BEGIN EXTRACTED RECORDS
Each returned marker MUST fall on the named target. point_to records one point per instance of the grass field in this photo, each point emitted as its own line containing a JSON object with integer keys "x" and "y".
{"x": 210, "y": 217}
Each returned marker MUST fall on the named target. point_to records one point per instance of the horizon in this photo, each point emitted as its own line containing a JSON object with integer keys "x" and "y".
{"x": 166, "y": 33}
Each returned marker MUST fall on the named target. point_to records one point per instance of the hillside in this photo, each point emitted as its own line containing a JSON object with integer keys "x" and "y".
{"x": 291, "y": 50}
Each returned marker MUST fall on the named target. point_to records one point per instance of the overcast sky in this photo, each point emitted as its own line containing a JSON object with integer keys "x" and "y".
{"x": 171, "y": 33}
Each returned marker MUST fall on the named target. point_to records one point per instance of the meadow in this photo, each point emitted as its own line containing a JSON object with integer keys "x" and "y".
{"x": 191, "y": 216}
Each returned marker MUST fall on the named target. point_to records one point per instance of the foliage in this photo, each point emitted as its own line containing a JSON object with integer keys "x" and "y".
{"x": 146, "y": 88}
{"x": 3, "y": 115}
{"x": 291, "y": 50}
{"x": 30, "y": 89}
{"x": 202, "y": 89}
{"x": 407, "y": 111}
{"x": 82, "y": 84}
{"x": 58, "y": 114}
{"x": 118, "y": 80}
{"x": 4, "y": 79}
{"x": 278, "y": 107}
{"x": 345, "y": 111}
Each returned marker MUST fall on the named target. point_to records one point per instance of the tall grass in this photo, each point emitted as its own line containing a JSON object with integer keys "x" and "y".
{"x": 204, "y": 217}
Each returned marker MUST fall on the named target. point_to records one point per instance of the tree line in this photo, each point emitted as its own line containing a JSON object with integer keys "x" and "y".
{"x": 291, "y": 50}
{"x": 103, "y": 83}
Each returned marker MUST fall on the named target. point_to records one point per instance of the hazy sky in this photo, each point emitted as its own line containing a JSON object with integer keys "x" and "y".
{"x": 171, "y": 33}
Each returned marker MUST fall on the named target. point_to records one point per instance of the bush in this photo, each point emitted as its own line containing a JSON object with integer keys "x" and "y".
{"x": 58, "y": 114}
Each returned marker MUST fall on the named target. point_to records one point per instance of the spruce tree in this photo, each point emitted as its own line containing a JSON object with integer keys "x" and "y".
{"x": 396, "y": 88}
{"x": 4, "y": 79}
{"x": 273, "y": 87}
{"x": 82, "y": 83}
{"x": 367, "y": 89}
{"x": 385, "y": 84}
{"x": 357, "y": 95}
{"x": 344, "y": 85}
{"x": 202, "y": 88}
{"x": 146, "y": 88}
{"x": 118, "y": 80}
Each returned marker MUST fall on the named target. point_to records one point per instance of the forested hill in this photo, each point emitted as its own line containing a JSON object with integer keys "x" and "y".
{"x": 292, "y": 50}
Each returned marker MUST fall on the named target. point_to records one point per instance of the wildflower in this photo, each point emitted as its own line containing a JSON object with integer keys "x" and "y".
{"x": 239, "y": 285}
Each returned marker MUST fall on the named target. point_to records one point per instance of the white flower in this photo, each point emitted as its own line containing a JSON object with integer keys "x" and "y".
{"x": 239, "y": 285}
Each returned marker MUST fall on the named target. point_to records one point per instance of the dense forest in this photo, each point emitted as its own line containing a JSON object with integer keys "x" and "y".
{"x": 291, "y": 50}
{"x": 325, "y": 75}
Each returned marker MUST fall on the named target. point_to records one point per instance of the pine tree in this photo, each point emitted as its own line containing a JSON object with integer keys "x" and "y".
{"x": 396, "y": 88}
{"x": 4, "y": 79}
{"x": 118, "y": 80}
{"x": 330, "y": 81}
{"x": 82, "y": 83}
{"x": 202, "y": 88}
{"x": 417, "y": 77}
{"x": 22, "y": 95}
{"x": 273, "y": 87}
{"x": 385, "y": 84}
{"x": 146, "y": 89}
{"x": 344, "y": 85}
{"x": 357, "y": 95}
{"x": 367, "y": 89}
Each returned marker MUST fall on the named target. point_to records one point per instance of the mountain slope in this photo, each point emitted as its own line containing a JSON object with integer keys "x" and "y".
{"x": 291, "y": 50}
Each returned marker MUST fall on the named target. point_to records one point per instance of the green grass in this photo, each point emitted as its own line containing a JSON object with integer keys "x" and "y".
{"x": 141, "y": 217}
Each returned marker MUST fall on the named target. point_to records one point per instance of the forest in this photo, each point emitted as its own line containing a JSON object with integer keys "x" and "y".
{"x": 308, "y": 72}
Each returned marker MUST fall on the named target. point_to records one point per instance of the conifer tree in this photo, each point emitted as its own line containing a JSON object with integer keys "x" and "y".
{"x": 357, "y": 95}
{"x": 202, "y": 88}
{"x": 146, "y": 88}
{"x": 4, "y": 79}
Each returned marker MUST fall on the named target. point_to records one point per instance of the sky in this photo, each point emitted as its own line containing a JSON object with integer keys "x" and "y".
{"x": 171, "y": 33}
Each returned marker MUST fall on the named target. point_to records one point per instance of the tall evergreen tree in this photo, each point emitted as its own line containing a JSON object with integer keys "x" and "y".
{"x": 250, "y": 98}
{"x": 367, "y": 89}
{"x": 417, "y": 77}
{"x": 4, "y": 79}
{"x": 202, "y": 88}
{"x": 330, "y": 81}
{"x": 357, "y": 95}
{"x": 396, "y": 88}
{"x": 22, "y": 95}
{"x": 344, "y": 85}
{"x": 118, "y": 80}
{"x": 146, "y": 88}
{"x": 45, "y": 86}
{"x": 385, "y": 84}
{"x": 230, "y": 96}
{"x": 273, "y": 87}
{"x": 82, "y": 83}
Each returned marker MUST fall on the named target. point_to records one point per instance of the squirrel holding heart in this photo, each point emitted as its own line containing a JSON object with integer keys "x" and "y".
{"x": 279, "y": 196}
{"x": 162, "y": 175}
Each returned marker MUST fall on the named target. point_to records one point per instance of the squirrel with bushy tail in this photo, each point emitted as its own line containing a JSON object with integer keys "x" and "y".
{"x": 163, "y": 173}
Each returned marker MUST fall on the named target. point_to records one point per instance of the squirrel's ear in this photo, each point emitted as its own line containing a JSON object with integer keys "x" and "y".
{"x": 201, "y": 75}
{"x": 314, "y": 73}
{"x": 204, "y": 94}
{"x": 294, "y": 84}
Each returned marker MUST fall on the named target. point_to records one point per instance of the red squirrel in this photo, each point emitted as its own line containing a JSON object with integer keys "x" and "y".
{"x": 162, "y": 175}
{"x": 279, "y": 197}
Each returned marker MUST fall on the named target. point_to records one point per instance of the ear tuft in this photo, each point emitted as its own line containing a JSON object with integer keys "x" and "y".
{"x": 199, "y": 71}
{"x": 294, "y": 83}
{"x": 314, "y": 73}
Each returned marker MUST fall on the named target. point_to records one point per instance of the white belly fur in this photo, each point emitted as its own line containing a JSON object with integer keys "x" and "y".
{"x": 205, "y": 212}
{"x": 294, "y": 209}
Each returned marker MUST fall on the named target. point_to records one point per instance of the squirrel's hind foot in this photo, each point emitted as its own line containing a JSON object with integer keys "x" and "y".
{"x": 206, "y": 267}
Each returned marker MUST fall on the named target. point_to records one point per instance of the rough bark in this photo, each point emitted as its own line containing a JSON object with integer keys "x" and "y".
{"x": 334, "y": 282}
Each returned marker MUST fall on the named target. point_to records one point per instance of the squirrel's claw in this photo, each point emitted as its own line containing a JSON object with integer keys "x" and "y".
END EXTRACTED RECORDS
**YOUR OBJECTIVE**
Nothing in the data may be left out. Copy all of it exactly.

**TASK RESPONSE**
Each returned marker MUST fall on the named target. point_to records one point per instance of the grass field in this photo, each point emitted as its own line containing a JSON object with integer keys "x" and "y".
{"x": 210, "y": 217}
Each returned marker MUST fall on the named target. point_to records one point per instance of the horizon in this photo, each point emitted as its own line containing a JSON object with integer keys "x" and "y".
{"x": 166, "y": 33}
Each returned marker MUST fall on the named target. point_to records one point per instance of the hillside in this photo, each point emitted as its own line containing a JSON object with integer keys "x" and "y".
{"x": 291, "y": 50}
Each returned marker MUST fall on the named target. point_to records one point per instance of the overcast sky in this photo, each point emitted as its own line containing a JSON object with integer keys "x" and "y".
{"x": 171, "y": 33}
Each returned marker MUST fall on the named target. point_to records one point per instance of the meadow in this photo, each point emitted as its own line containing a JSON object with integer keys "x" and "y".
{"x": 191, "y": 216}
Each returned marker MUST fall on the named target. point_to records one point per instance of the foliage in this photo, each point emitted as its own line containing a JSON object with integer keys "x" and "y".
{"x": 146, "y": 88}
{"x": 3, "y": 115}
{"x": 291, "y": 50}
{"x": 30, "y": 89}
{"x": 202, "y": 89}
{"x": 407, "y": 111}
{"x": 82, "y": 84}
{"x": 58, "y": 114}
{"x": 118, "y": 80}
{"x": 4, "y": 79}
{"x": 278, "y": 107}
{"x": 345, "y": 111}
Each returned marker MUST fall on the named target. point_to records one point per instance of the tall grass in this photo, each point emitted as its own line containing a JSON object with integer keys "x" and "y".
{"x": 204, "y": 217}
Each returned marker MUST fall on the named target. point_to records one point per instance of the tree line in this photo, each point emitted as its own line containing a JSON object with integer keys "x" and "y".
{"x": 291, "y": 50}
{"x": 103, "y": 83}
Each returned marker MUST fall on the named target. point_to records one point per instance of the hazy sky in this photo, each point emitted as its own line containing a JSON object with integer keys "x" and "y".
{"x": 171, "y": 33}
Each returned marker MUST fall on the named target. point_to records one point per instance of the bush in this photo, each point emitted as its own line containing a JSON object with integer keys "x" and "y".
{"x": 58, "y": 114}
Each returned marker MUST fall on the named target. point_to records one point per instance of the spruce tree in this photo, each point emitted as its own line containing a JSON object with integer keys "x" and "y".
{"x": 396, "y": 88}
{"x": 4, "y": 79}
{"x": 273, "y": 87}
{"x": 82, "y": 83}
{"x": 367, "y": 89}
{"x": 385, "y": 84}
{"x": 357, "y": 95}
{"x": 344, "y": 85}
{"x": 202, "y": 88}
{"x": 146, "y": 88}
{"x": 118, "y": 80}
Each returned marker MUST fall on the named target. point_to records one point per instance of the forested hill in this photo, each point emitted as its own line containing a JSON object with integer keys "x" and "y".
{"x": 292, "y": 50}
Each returned marker MUST fall on the named target. point_to records one point per instance of the wildflower in this photo, each point emitted as its own line containing a JSON object with integer keys "x" and "y".
{"x": 239, "y": 285}
Each returned marker MUST fall on the named target. point_to records one point per instance of the white flower in this photo, each point emitted as its own line containing a JSON object with integer keys "x" and "y".
{"x": 239, "y": 285}
Each returned marker MUST fall on the named target. point_to records one point per instance of the dense forest in this photo, each point emitted as its own line containing a JSON object with integer keys "x" and "y".
{"x": 291, "y": 50}
{"x": 325, "y": 75}
Each returned marker MUST fall on the named target. point_to records one point per instance of the pine tree in this photo, each point emitted as its own line containing a JSON object with integer keys "x" and "y".
{"x": 396, "y": 88}
{"x": 4, "y": 79}
{"x": 118, "y": 80}
{"x": 330, "y": 81}
{"x": 82, "y": 83}
{"x": 202, "y": 88}
{"x": 417, "y": 77}
{"x": 22, "y": 95}
{"x": 273, "y": 87}
{"x": 385, "y": 84}
{"x": 146, "y": 89}
{"x": 344, "y": 85}
{"x": 357, "y": 95}
{"x": 367, "y": 89}
Each returned marker MUST fall on the named target. point_to records one point per instance of the mountain slope in this photo, each point emitted as its own line containing a JSON object with integer keys "x" and "y".
{"x": 291, "y": 50}
Each returned marker MUST fall on the named target. point_to records one point per instance of the green grass in this photo, each point emitted as its own line containing a JSON object with integer keys "x" and "y".
{"x": 141, "y": 217}
Each returned marker MUST fall on the named target. point_to records one point per instance of the forest in this photo, each point emitted as its own line containing a JSON object with integer keys "x" and "y".
{"x": 308, "y": 72}
Each returned marker MUST fall on the named target. point_to records one point per instance of the conifer tree in this photo, each point emitted as its own line containing a JSON object with integer keys "x" and "y".
{"x": 357, "y": 95}
{"x": 202, "y": 88}
{"x": 146, "y": 88}
{"x": 4, "y": 79}
Each returned marker MUST fall on the named target. point_to records one point per instance of the sky in this photo, each point emitted as its own line containing a JSON object with integer keys "x" and "y".
{"x": 171, "y": 33}
Each returned marker MUST fall on the named target. point_to records one point per instance of the tall evergreen tree in this photo, each point emitted as its own line containing a JSON object with integer keys "x" and "y".
{"x": 250, "y": 98}
{"x": 367, "y": 89}
{"x": 417, "y": 77}
{"x": 4, "y": 79}
{"x": 202, "y": 88}
{"x": 330, "y": 81}
{"x": 357, "y": 95}
{"x": 396, "y": 88}
{"x": 22, "y": 95}
{"x": 344, "y": 85}
{"x": 118, "y": 80}
{"x": 146, "y": 88}
{"x": 45, "y": 86}
{"x": 385, "y": 84}
{"x": 230, "y": 96}
{"x": 273, "y": 87}
{"x": 82, "y": 83}
Each returned marker MUST fall on the named target. point_to records one point per instance of the squirrel holding heart in this photo, each point emitted as its own line containing a JSON object with integer keys "x" and "y".
{"x": 279, "y": 196}
{"x": 162, "y": 175}
Each returned marker MUST fall on the named target. point_to records one point per instance of the squirrel with bushy tail in this photo, each point emitted as its own line containing a JSON object with integer keys "x" and "y".
{"x": 163, "y": 173}
Each returned marker MUST fall on the named target. point_to records one point per instance of the squirrel's ear in this photo, each point emitted as its own line containing a JSON object with integer keys "x" and "y".
{"x": 201, "y": 75}
{"x": 314, "y": 73}
{"x": 204, "y": 94}
{"x": 294, "y": 84}
Each returned marker MUST fall on the named target. point_to records one point per instance of the red squirrel in this photo, each point emitted as its own line containing a JSON object with integer keys "x" and "y".
{"x": 162, "y": 175}
{"x": 279, "y": 197}
Each returned marker MUST fall on the named target. point_to records one point per instance of the ear tuft in this photo, each point emitted as its own line containing a JSON object with integer keys "x" and "y".
{"x": 199, "y": 71}
{"x": 294, "y": 83}
{"x": 314, "y": 73}
Each returned marker MUST fall on the named target. point_to records one point per instance of the white belly fur in this photo, each point emitted as its own line containing a JSON object with integer keys "x" and "y".
{"x": 205, "y": 212}
{"x": 294, "y": 209}
Each returned marker MUST fall on the named target. point_to records one point per instance of the squirrel's hind foot in this photo, each point emitted as its own line containing a JSON object with integer keys "x" and "y".
{"x": 206, "y": 267}
Each returned marker MUST fall on the named target. point_to records one point per instance of the rough bark in this photo, each point emitted as its own line containing a JSON object with integer keys "x" and "y".
{"x": 334, "y": 282}
Each returned marker MUST fall on the named target. point_to records one point per instance of the squirrel's claw in this photo, each point emitted as its own line containing a JSON object with integer keys "x" and "y".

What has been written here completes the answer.